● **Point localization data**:
= Beginning of Section =
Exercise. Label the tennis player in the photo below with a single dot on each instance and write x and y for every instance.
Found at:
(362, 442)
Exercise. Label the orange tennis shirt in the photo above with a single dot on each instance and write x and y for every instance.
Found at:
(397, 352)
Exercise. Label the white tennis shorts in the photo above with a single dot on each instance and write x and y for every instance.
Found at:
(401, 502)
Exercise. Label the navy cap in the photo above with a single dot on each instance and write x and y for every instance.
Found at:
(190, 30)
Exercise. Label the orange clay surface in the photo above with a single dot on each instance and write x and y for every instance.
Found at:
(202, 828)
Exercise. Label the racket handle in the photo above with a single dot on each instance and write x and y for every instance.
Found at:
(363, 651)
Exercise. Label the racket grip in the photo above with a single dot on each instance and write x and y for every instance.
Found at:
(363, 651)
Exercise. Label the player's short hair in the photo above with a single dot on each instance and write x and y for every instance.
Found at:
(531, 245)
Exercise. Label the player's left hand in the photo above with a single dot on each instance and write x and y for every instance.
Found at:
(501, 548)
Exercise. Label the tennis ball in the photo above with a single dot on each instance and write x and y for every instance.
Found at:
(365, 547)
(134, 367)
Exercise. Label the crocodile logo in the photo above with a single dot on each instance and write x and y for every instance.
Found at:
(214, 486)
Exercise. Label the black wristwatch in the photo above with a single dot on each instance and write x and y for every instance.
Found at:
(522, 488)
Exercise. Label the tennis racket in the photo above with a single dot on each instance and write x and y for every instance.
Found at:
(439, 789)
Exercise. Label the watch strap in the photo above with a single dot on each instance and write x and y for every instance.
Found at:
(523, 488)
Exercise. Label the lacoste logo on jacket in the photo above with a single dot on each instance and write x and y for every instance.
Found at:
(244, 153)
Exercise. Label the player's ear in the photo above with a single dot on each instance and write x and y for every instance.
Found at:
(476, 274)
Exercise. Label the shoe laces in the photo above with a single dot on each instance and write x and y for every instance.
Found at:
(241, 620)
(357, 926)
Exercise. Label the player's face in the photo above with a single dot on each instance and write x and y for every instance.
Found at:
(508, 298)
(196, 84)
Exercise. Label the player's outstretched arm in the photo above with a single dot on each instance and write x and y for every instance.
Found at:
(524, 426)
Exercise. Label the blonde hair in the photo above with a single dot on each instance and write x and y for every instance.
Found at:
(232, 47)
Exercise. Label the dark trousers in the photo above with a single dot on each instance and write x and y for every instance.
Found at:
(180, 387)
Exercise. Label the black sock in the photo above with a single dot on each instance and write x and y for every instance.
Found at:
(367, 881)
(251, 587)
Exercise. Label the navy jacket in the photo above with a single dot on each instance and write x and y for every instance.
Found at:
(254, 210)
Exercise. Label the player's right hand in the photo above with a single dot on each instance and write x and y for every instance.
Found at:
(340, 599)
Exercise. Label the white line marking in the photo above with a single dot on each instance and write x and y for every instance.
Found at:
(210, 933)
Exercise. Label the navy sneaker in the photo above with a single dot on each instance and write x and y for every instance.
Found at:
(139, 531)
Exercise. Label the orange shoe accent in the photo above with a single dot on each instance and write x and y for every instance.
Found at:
= End of Section =
● **Exercise aim**:
Collect each line above holding the string "white".

● **Solution**:
Exercise. Label the white tennis shorts in the photo above with a single dot on each instance and write x and y for every instance.
Exercise. Label the white line marking in the photo above with a single dot on each instance and write x and y for every instance.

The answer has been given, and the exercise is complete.